━━━ Selected extract

Preference is given to buffer systems which set the pH of the water
phase at the beginning of the polymerization to a value of from 14
to 6, preferably from 13 to 9. Under these conditions, protective
colloids containing carboxyl groups are fully or partially in the
form of salts. In this way, the action of the protective colloids
is favorably influenced. Particularly preferred buffer systems for
the purposes of the present invention contain phosphate or borate
salts.
[0032] If desired, an inhibitor can be added to the aqueous phase.
Suitable inhibitors for the purposes of the present invention are
both inorganic and organic substances. Examples of inorganic
inhibitors are nitrogen compounds, such as hydroxylamine,
hydrazine, sodium nitrite, or potassium nitrite. Examples of
organic inhibitors are phenolic compounds, such as hydroquinone,
hydroquinone monomethyl ether, resorcinol, pyro-catechol, and
tert-butylpyrocatechol, and products of the condensation of phenols
with aldehydes. Further organic inhibitors are nitrogen-containing
compounds, such as, for example, diethylhydroxylamine or
isopropyl-hydroxylamine. The concentration of the inhibitor is 5 to
1000 ppm, preferably 10 to 500 ppm, particularly preferably 20 to
250 ppm, based on the aqueous phase.
[0033] The ratio between the organic phase and the water phase
during the polymerization of the swollen seed is from 1:0.6 to
1:10, preferably from 1:1 to 1:6.
[0034] The temperature during the polymerization of the swollen
seed polymer depends on the decomposition temperature of the
initiator employed. It is generally from 50 to 150.degree. C.,
preferably from 60 to 130.degree. C. The polymerization takes from
1 to a few hours. It has proven successful to use a temperature
program in which the polymerization is begun at low temperature,
for example 60.degree. C., and the reaction temperature is
increased with progressing polymerization conversion. In this way,
the requirement for safe progress of the reaction and high
polymerization conversion, for example, can be satisfied very well.
The process according to the invention is preferably carried out in
a process-controlled plant.
[0035] After the polymerization, the copolymer can be isolated by
conventional methods, for example, by filtration or decantation,
and, if necessary, dried after one or more washes, and, if desired,
sieved.

━━━━━━
━━━ Provided material

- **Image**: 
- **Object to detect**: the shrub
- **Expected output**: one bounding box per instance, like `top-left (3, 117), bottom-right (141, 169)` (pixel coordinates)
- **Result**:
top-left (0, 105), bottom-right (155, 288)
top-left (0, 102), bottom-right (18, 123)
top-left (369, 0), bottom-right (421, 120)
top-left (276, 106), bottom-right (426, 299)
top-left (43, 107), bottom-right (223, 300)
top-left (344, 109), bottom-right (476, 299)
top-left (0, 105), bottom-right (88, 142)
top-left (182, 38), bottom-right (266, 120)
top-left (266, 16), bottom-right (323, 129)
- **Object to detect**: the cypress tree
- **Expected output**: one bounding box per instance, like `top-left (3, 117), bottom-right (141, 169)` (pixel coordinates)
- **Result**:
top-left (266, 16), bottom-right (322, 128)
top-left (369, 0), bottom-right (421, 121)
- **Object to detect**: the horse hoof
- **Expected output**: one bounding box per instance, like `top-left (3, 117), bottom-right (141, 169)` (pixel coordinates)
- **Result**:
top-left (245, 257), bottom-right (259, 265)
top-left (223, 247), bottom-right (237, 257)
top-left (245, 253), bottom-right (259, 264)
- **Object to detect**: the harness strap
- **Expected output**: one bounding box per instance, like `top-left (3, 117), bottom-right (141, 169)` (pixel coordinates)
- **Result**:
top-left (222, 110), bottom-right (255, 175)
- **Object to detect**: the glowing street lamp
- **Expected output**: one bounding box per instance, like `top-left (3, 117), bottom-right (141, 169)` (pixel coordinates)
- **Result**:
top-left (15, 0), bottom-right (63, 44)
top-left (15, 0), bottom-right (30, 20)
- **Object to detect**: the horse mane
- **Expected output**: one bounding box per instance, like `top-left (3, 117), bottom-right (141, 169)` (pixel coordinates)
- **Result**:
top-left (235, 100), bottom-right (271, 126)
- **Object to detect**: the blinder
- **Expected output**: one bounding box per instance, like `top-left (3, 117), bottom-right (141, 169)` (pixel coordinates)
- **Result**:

━━━━━━

The tasks:
(a) Answer these questions about the seed polymerization passage, one answer a line, marked the same way:
(i) Which salts are in the particularly preferred buffer systems?
(ii) What is the particularly preferred inhibitor concentration, based on the aqueous phase?
(iii) What two methods does the passage give as examples for isolating the copolymer?
(b) Write a continuation of the seed polymerization passage, starting right after its last sentence.

Outputs by task:
(a)
(i) Phosphate or borate salts.
(ii) 20 to 250 ppm.
(iii) Filtration or decantation.

(b)
[0036] The conversion of the copolymers into the cation exchanger
is carried out by sulfonation. Suitable sulfonating agents are
sulfuric acid, sulfur trioxide, and chlorosulfonic acid. Preference
is given to sulfuric acid in a concentration of from 90 to 100%,
particularly preferably from 92 to 98%. The temperature during the
sulfonation is generally from 50 to 200.degree. C., preferably from
90 to 150.degree. C. It has been found that the copolymers
according to the invention can be sulfonated without addition of
swelling agents (such as, for example, chlorobenzene,
dichloropropane, or dichloroethane) to give homogeneous sulfonation
products.
[0037] The reaction mixture is stirred during the sulfonation.
Various types of stirrer, such as blade, anchor, gate-type, or
turbine stirrers, can be employed.
[0038] In a particular embodiment of the present invention, the
sulfonation is carried out by the so-called "semi-batch process".
In this method, the copolymer is metered into the sulfuric acid,
which is at a controlled temperature. It is particularly
advantageous to carry out the metering in portions.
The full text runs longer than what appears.